In the mid-1970s, the movement began to focus on the oppression of men and less on the effects of sexism on women. This shift was influenced by author Warren Farrell, who wrote The Myth of Male Power. He emphasized how male gender roles disadvantaged men by forbidding them from being seen as caring or having emotion.

In the 1980s, a new men's rights movement began to form which focused only on the ways that sex roles discriminated against males rather than the oppression it inflicted on both genders. Author Herb Goldberg claimed that the U.S. was a "matriarchal society" because women have the power to transgress gender roles and assume masculine and feminine roles, while males are still constrained to the purely masculine role.
Reneé Blank and Sandra Slipp in 1994 compiled the testimonies of men who believed they were discriminated against based on their sex and race. This occurred in a time where women were entering the work force and obtaining managerial positions.

In the preamble to a study on internalized sexism, Steve Bearman, Neill Korobov and Avril Thorne stated that reverse sexism was not a "meaningful phrase", because "while individual women or women as a whole may enact prejudicial biases towards specific men or toward men as a group, this is done without the backing of a societal system of institutional power".

* _Complete the following_:
- a) According to the passage on the men's rights movement, what kind of society did Herb Goldberg claim the U.S. was?
- b) Carry on the passage about the men's rights movement and reverse sexism from its last sentence.

Part of a data file
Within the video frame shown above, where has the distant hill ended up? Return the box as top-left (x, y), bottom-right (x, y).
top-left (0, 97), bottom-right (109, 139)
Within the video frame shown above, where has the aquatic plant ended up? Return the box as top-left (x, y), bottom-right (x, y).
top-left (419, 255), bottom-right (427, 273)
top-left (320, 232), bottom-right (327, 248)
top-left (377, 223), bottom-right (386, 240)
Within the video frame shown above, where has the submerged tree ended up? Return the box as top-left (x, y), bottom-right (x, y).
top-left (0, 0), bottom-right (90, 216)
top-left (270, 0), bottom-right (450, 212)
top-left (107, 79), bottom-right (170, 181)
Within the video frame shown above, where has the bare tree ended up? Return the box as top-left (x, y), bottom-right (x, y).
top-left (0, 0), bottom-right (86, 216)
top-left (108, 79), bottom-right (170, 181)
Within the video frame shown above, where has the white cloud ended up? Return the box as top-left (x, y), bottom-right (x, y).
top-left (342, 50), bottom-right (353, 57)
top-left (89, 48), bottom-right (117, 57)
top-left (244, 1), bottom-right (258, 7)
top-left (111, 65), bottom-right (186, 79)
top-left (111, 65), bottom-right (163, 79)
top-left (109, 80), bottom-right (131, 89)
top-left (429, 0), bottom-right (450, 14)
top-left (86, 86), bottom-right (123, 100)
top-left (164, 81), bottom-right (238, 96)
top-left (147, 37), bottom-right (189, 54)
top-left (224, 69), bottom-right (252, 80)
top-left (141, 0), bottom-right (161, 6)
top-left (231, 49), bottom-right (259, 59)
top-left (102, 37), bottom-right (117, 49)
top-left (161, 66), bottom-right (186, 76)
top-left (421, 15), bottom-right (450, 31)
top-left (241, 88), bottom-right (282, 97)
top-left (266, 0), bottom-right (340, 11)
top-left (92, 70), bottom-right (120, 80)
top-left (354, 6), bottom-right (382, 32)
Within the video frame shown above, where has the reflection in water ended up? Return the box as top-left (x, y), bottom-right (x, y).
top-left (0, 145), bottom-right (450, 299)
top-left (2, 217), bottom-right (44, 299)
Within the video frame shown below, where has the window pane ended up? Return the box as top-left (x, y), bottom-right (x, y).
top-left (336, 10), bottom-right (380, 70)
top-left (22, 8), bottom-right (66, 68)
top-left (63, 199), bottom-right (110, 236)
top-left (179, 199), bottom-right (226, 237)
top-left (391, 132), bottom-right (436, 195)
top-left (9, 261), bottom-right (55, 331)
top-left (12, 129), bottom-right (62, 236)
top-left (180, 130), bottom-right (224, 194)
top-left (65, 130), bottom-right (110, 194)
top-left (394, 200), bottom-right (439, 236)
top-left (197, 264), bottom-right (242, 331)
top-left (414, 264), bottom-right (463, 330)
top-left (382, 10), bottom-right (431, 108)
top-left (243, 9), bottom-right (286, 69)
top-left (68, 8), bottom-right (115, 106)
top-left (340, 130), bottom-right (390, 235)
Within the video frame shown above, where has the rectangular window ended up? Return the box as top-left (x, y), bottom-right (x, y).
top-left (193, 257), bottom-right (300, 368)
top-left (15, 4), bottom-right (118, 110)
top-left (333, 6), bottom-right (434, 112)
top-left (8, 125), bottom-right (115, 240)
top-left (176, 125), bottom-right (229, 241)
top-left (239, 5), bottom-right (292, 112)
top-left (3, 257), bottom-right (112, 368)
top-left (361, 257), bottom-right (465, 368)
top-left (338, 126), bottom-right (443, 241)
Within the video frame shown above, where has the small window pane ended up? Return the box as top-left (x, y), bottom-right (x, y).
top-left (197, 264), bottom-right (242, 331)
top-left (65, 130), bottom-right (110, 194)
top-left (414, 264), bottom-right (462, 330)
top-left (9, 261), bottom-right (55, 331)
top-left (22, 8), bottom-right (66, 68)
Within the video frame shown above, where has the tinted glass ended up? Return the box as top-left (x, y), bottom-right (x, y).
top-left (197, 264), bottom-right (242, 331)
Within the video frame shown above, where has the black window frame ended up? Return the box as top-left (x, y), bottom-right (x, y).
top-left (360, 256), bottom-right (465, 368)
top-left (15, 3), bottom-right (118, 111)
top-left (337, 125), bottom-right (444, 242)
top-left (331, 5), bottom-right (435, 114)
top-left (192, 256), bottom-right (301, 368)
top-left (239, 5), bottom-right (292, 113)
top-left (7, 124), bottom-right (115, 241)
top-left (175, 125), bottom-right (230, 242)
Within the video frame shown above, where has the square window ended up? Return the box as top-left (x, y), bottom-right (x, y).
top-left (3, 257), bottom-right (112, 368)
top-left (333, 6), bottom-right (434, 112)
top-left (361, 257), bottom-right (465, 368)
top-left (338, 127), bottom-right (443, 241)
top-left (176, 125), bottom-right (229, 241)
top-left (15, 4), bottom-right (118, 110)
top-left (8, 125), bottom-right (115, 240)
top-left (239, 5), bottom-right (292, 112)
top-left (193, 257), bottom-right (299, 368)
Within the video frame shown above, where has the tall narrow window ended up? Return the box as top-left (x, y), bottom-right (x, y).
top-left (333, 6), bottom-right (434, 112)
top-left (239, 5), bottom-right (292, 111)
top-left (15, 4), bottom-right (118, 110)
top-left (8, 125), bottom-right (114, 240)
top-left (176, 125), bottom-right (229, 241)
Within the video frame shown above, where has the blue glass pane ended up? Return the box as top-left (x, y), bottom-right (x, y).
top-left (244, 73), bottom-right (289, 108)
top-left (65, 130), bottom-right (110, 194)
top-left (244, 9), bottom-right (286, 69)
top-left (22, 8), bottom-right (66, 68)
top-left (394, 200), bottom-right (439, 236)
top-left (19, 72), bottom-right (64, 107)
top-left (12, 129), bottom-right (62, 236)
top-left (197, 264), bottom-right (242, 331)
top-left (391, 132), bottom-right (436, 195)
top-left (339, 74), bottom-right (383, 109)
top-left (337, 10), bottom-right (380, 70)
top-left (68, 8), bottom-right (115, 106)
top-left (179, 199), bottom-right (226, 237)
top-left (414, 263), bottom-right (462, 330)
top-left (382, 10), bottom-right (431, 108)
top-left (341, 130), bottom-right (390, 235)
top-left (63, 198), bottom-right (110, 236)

* _Responses for each task_:
- a) A "matriarchal society."

- b)
The same year, two assistant professors, Özlem Sensoy and Robin DiAngelo, wrote in an open letter to their faculty that reverse sexism does not exist, because the word "sexism" refers to "power relations that are historic and embedded, and these relations do not flip back and forth" and because "the same groups who have historically held systemic power in the US and Canada continue to do so".

Philosopher David Benatar's 2012 book, Second Sexism: Discrimination Against Men and Boys, expounded the theory that discrimination against males is often unnoticed and considered less important than discrimination against females.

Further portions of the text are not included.